Data records:
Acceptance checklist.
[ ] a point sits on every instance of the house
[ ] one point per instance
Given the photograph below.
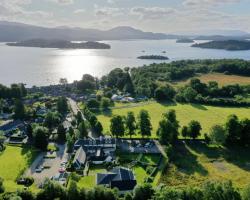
(66, 125)
(90, 143)
(10, 126)
(96, 151)
(6, 116)
(116, 97)
(61, 178)
(119, 177)
(80, 159)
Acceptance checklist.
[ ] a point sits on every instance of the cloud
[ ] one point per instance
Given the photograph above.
(153, 12)
(14, 10)
(63, 2)
(79, 11)
(107, 11)
(202, 3)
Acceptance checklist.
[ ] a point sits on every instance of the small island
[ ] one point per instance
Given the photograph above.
(153, 57)
(60, 44)
(229, 45)
(185, 40)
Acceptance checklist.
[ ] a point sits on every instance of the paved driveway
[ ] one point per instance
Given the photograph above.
(61, 156)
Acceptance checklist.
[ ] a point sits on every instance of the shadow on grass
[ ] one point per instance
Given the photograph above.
(198, 106)
(30, 153)
(236, 155)
(186, 161)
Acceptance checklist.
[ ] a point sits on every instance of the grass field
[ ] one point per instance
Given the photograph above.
(89, 181)
(140, 171)
(206, 115)
(194, 163)
(13, 162)
(222, 79)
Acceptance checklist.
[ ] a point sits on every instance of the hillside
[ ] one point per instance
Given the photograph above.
(230, 45)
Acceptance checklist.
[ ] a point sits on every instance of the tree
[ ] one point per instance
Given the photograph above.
(87, 83)
(144, 123)
(246, 193)
(218, 134)
(117, 128)
(233, 129)
(143, 192)
(62, 105)
(98, 128)
(83, 130)
(93, 104)
(189, 94)
(79, 118)
(52, 190)
(26, 194)
(19, 109)
(131, 124)
(29, 130)
(61, 133)
(41, 137)
(105, 103)
(194, 129)
(166, 92)
(70, 143)
(73, 192)
(184, 131)
(220, 191)
(51, 120)
(171, 117)
(166, 132)
(245, 132)
(1, 186)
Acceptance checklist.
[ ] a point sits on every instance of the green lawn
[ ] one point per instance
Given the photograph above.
(206, 115)
(89, 181)
(194, 163)
(139, 171)
(13, 161)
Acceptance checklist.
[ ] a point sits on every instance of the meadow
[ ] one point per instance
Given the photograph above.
(222, 79)
(206, 115)
(13, 162)
(193, 163)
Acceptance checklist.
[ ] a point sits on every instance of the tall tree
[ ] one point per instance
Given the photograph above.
(83, 130)
(218, 134)
(144, 123)
(233, 129)
(61, 133)
(131, 123)
(41, 137)
(19, 109)
(166, 132)
(62, 105)
(117, 128)
(184, 131)
(171, 117)
(194, 129)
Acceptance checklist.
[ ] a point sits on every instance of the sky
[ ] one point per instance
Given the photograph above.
(166, 16)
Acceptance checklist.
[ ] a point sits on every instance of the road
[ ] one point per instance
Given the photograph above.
(61, 155)
(75, 109)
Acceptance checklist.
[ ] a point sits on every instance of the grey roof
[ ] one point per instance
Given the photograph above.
(94, 142)
(116, 174)
(80, 157)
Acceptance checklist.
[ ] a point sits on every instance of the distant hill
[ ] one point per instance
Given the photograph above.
(153, 57)
(230, 45)
(12, 32)
(185, 40)
(60, 44)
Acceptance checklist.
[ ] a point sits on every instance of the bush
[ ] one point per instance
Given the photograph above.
(1, 186)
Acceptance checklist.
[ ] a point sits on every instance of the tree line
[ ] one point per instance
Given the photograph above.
(210, 190)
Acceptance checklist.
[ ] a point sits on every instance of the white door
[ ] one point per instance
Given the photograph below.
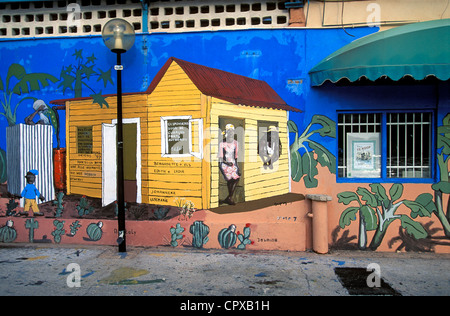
(109, 164)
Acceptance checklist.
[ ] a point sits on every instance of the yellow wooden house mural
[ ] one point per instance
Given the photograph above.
(172, 136)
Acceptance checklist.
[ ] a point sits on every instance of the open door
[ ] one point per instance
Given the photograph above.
(132, 161)
(109, 164)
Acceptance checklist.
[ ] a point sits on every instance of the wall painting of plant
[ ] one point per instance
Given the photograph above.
(303, 162)
(376, 210)
(78, 75)
(17, 83)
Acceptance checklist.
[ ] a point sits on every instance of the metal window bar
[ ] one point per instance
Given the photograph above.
(409, 154)
(354, 123)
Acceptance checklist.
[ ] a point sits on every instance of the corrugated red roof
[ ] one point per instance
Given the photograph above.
(227, 86)
(220, 84)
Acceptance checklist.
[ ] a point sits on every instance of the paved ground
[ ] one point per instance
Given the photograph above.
(44, 270)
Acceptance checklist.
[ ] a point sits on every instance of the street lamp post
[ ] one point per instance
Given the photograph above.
(118, 36)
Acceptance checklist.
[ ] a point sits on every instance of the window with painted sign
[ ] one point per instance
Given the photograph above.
(181, 136)
(84, 139)
(385, 145)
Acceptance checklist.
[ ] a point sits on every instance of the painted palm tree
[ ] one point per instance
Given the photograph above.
(19, 82)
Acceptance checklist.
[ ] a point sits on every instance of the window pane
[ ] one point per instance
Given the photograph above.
(365, 125)
(409, 145)
(178, 136)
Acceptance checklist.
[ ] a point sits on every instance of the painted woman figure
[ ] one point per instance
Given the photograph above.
(228, 155)
(270, 147)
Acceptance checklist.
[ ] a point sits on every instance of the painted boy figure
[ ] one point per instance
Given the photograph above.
(30, 192)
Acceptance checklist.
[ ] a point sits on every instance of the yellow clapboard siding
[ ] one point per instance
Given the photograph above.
(154, 184)
(77, 188)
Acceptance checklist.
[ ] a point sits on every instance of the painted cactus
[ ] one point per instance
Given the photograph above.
(58, 231)
(176, 234)
(244, 238)
(83, 207)
(74, 228)
(200, 233)
(94, 231)
(227, 237)
(31, 224)
(7, 232)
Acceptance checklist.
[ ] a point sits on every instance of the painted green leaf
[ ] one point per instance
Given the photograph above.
(347, 197)
(370, 217)
(413, 228)
(324, 157)
(292, 127)
(88, 71)
(328, 125)
(396, 191)
(15, 70)
(379, 192)
(442, 186)
(443, 142)
(67, 82)
(368, 197)
(3, 174)
(296, 166)
(347, 216)
(426, 199)
(309, 167)
(417, 209)
(246, 232)
(33, 82)
(99, 99)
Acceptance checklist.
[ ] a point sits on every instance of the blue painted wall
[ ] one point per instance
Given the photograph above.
(282, 58)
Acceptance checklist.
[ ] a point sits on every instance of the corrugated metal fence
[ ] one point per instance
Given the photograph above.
(30, 147)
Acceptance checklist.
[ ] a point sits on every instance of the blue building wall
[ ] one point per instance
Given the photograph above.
(282, 58)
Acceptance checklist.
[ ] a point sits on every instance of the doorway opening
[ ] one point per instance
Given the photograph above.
(239, 192)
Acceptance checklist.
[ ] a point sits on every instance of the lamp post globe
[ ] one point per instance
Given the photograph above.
(118, 35)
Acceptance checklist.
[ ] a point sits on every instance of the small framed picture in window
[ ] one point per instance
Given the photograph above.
(364, 155)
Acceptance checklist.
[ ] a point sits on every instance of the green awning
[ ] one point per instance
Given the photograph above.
(418, 50)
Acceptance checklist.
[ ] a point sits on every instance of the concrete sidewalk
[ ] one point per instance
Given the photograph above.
(30, 269)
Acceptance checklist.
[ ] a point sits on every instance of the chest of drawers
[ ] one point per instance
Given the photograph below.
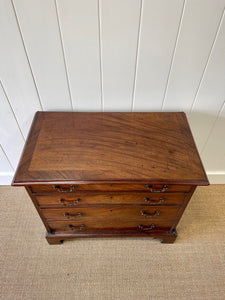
(110, 174)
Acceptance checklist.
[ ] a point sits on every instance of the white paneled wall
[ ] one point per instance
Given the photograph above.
(112, 55)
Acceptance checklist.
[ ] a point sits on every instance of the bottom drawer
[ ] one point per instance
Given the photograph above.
(116, 224)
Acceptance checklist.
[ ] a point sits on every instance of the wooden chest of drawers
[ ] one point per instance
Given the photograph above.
(110, 174)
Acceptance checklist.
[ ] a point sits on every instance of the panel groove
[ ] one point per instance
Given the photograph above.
(213, 126)
(207, 62)
(7, 98)
(137, 54)
(100, 53)
(174, 52)
(63, 54)
(26, 54)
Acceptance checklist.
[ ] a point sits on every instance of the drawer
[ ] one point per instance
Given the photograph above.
(104, 224)
(155, 188)
(112, 212)
(83, 198)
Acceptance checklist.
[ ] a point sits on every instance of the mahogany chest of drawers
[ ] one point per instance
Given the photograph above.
(110, 174)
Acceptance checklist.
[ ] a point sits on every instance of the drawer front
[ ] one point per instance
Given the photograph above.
(104, 224)
(74, 200)
(112, 212)
(65, 189)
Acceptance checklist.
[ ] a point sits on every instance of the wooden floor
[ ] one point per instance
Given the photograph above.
(191, 268)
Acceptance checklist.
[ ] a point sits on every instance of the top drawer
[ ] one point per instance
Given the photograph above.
(152, 188)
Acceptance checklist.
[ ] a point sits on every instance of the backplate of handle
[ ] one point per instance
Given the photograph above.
(69, 204)
(161, 200)
(76, 228)
(147, 215)
(164, 188)
(67, 190)
(146, 228)
(78, 215)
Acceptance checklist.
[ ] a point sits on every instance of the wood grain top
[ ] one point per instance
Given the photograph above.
(83, 147)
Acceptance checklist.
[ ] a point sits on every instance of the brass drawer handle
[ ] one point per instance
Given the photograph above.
(62, 201)
(161, 200)
(69, 190)
(81, 227)
(147, 215)
(146, 228)
(72, 217)
(149, 186)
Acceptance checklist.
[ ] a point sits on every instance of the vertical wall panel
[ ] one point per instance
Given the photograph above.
(198, 29)
(211, 93)
(213, 154)
(119, 31)
(6, 171)
(80, 34)
(10, 136)
(38, 23)
(160, 23)
(14, 69)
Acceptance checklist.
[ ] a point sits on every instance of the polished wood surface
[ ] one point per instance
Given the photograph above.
(139, 225)
(122, 198)
(112, 212)
(85, 147)
(110, 174)
(65, 189)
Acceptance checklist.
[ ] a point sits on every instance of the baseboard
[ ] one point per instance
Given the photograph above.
(214, 178)
(6, 178)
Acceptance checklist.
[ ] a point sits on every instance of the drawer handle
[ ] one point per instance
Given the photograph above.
(72, 217)
(81, 227)
(147, 215)
(164, 188)
(69, 190)
(69, 204)
(146, 228)
(161, 200)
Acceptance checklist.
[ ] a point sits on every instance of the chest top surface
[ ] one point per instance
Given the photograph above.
(101, 147)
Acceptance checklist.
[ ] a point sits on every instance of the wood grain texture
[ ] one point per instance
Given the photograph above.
(133, 198)
(108, 224)
(152, 147)
(111, 212)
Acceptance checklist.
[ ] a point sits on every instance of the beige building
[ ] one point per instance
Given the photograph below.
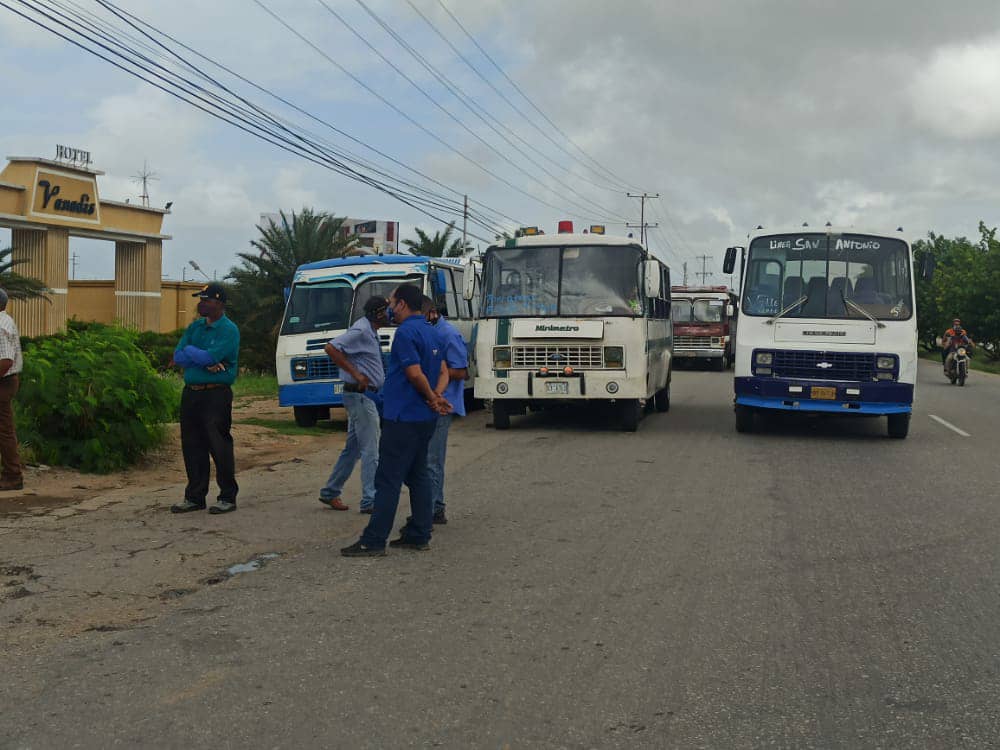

Exercise requirements: Copy each line of the data above that holds "window".

Your response:
[ ] a point sits on every instance of the metal window bar
[ ] a point sits on every instance of the window with painted sign
[ ] a point sits on every instance of the window pane
[ ] a point sits on every instance of the small framed picture in window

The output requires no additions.